* Exercise goal *
Your copy of the listing should match it exactly, only without pictures.

[Start of Attachment]

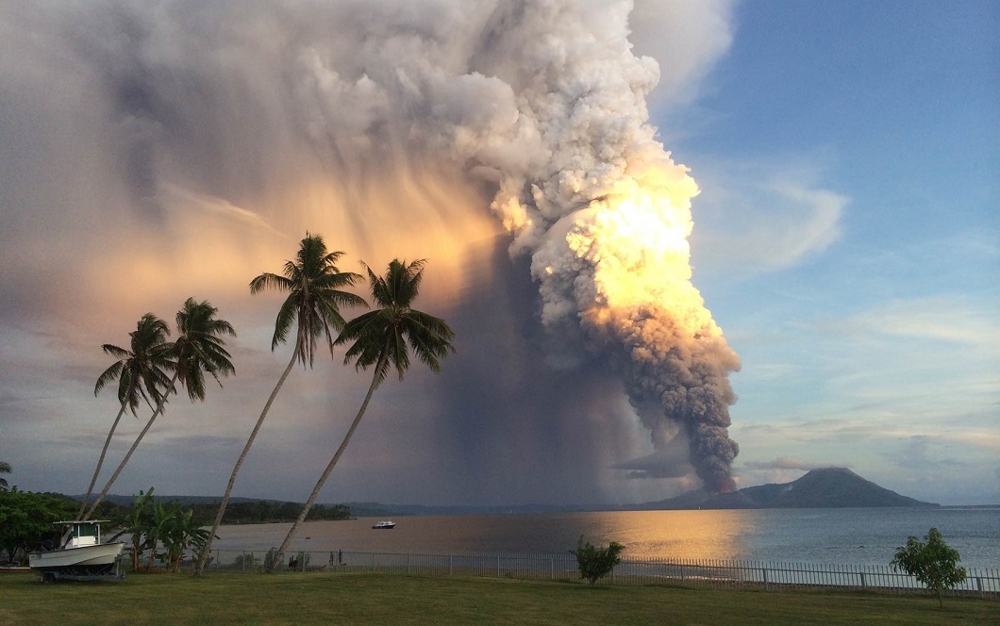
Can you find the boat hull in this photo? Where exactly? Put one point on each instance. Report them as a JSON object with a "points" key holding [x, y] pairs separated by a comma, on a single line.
{"points": [[83, 557]]}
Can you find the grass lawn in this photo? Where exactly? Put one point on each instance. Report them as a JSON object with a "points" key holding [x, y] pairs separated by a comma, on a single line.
{"points": [[360, 599]]}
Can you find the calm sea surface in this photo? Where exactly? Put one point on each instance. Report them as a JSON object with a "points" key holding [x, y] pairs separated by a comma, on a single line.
{"points": [[829, 536]]}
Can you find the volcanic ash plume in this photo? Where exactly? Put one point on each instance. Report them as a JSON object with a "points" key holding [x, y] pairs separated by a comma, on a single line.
{"points": [[236, 125], [606, 221]]}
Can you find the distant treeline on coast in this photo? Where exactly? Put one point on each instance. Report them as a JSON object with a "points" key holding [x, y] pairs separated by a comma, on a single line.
{"points": [[239, 511]]}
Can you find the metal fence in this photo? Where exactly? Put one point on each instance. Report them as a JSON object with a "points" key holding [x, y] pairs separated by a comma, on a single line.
{"points": [[764, 575]]}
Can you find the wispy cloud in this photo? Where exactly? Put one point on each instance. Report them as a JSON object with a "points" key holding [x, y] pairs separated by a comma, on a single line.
{"points": [[764, 217]]}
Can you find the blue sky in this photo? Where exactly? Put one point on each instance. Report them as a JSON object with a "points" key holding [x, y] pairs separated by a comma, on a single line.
{"points": [[846, 239], [876, 344]]}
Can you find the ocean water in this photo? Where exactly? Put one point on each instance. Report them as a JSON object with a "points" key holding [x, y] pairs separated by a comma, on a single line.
{"points": [[823, 536]]}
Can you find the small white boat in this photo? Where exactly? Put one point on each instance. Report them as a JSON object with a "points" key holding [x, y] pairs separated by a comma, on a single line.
{"points": [[83, 556]]}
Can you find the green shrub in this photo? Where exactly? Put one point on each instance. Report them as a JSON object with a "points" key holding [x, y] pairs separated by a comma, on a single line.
{"points": [[597, 562], [933, 563]]}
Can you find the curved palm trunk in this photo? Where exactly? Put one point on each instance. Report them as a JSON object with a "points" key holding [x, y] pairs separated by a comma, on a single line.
{"points": [[239, 463], [100, 461], [121, 466], [279, 557]]}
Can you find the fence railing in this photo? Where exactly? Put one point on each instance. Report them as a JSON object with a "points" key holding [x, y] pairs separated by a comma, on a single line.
{"points": [[766, 575]]}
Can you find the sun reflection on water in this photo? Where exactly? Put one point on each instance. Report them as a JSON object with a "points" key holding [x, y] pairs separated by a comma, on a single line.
{"points": [[675, 534]]}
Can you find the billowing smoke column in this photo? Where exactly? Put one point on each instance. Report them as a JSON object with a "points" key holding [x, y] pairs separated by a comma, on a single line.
{"points": [[606, 218], [373, 120]]}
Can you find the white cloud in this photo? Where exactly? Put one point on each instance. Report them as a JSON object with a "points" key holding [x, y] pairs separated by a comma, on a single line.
{"points": [[759, 218]]}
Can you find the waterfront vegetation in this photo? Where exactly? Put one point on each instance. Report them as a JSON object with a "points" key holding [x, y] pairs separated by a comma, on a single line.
{"points": [[360, 599]]}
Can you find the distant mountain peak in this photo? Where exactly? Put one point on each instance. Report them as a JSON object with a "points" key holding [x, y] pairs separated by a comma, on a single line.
{"points": [[828, 487]]}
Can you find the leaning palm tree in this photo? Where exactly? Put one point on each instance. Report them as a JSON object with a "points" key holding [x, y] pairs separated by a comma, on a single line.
{"points": [[315, 295], [199, 349], [141, 373], [4, 469], [382, 338]]}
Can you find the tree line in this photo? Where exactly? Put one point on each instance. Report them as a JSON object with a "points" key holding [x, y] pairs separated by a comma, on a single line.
{"points": [[151, 367]]}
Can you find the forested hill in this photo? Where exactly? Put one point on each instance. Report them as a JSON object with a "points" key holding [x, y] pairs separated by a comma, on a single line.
{"points": [[238, 511], [832, 487]]}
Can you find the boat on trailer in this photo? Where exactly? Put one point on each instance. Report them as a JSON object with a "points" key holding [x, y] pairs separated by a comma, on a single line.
{"points": [[83, 557]]}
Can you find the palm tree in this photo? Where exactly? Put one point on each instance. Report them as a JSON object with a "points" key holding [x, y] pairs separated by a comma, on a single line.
{"points": [[315, 295], [134, 524], [383, 338], [4, 469], [140, 373], [198, 349]]}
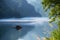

[End of Attachment]

* Result for this exercise *
Can you find the boat hull in this photo? Where exactly? Put one point on each instance. Report them as a JSON object with a "points" key holding [x, y] pairs separated by a comma, on a single line.
{"points": [[83, 557]]}
Can you find the grass lawn in this photo? Where exactly? Put one point on each instance. Report them as a JSON object with a "points" key holding [x, y] pairs separated by a comma, on a single line.
{"points": [[360, 599]]}
Can you find the calm sea surface in this photo? Where exactly? Put one point on each instance. Report them as a JSON object with a "points" key holding [x, y] pairs separated by a comma, on a single line.
{"points": [[829, 536]]}
Can you find the volcanic ash plume in this photo? Where exactly? Put one point on each instance. Report them as a JSON object with a "points" key holding [x, y] pairs separated by a comma, on a single line.
{"points": [[236, 125], [606, 221]]}
Can you find the distant treeline on coast in this photo? Where exactly? Put one point on each instance. Report them as a JSON object with a "points" key holding [x, y] pairs separated by a comma, on a single line.
{"points": [[239, 511]]}
Can you find the metal fence in this photo? Where exactly? Put one point on each instance. Report them as a JSON object with a "points" key holding [x, y] pairs separated by a comma, on a single line.
{"points": [[764, 575]]}
Can you find the wispy cloud in this photo? Where exactly? Put one point on each instance. Report them as a JSON object with a "points" key holding [x, y] pairs separated by a comma, on a single line.
{"points": [[764, 217]]}
Can you find the blue sky in this photo? Where exactly? Put one point on each instance. Report them as a JSON object with a "points" key holding [x, y] pairs separated by a comma, on a single line.
{"points": [[846, 239], [876, 344]]}
Can you find the ocean water in this photo? Where exactly? Put one point on each instance. Report them as a JSON object with a "points" key holding [x, y] pairs separated by a comma, on a single line.
{"points": [[823, 536]]}
Can you find the small white boat in this photo? Where exactly? Put one point on each instance. Report them as a JSON object with a "points" key holding [x, y] pairs separated by a comma, on a single line.
{"points": [[83, 556]]}
Can you find the green shrub in this photo? Where exactly? Put one point on each instance. Report them as a JSON object with a "points" key holding [x, y] pairs separated by a comma, on a single line.
{"points": [[597, 562], [933, 563]]}
Can you find the curved palm trunk in this photo? Where exactly? Put one point on each instance. Report them as a JSON object with a "points" key holding [x, y] pairs separated by a comma, on a single line.
{"points": [[239, 463], [100, 461], [121, 466], [279, 557]]}
Can you find the fence railing in this photo? Where exactly? Put one point on each instance. Report them as a JSON object with a "points" key holding [x, y] pairs separated by a comma, on a single line.
{"points": [[766, 575]]}
Can you find the sun reflection on water in this photo? Where exactly? Put one point on each instance. Report them as a JSON object with a "points" key holding [x, y] pairs separated by a comma, on a single line.
{"points": [[675, 534]]}
Can you find the billowing smoke column in this photo? Where exactly? Put one point on each instance. Report them as a JSON object with a "points" key holding [x, y] pairs separated by a comma, on a single line.
{"points": [[606, 218], [373, 120]]}
Can you find the white cloud in this photo? Where exactly? Put one point on each instance. Report them as a JSON object with a "points" key holding [x, y] pairs separated by a comma, on a single line.
{"points": [[759, 218]]}
Can you find the waterfront vegetation in this photo? Where exactly? Put one point on each instance. Report them as a JSON object with a "points" key holding [x, y] pairs separated by a comma, on a single line.
{"points": [[360, 599]]}
Can you find the distant mountain peak in this photo? Where exactly? Put one point on each instance. Report them as a JSON object with a "points" key holding [x, y] pairs separated by a comma, on a single line.
{"points": [[828, 487]]}
Can you find the leaning palm tree in this photo? Where exactly? Put one point on each instance. Report them as a JSON object with a "points" key holding [x, y] pairs separated by a comma, on a single line.
{"points": [[315, 295], [199, 349], [141, 373], [4, 469], [382, 338]]}
Can you find the tree line in this photo? Where exactly? Put one point on each instance. Report them as a JSON object with a "points" key holding [x, y] pairs separated by a comma, on a single line.
{"points": [[151, 367]]}
Can you find the forested hill in this photo? Where exactly? Put one point on each instance. Report them as a JSON object with a "points" key holding [x, y] pairs separated by a comma, on a single line.
{"points": [[238, 511], [832, 487]]}
Can you find the boat on trailer in this photo? Where exactly? Put one point on each instance. Report them as a JSON object with a "points" key holding [x, y] pairs separated by a comma, on a single line.
{"points": [[83, 557]]}
Can you find the palm tree in this photo? Where exactly? Put one point on each instance. Report them as a JSON object with a "points" key holding [x, y] pairs separated by a comma, on a single line.
{"points": [[315, 295], [134, 524], [383, 338], [4, 469], [140, 373], [198, 349]]}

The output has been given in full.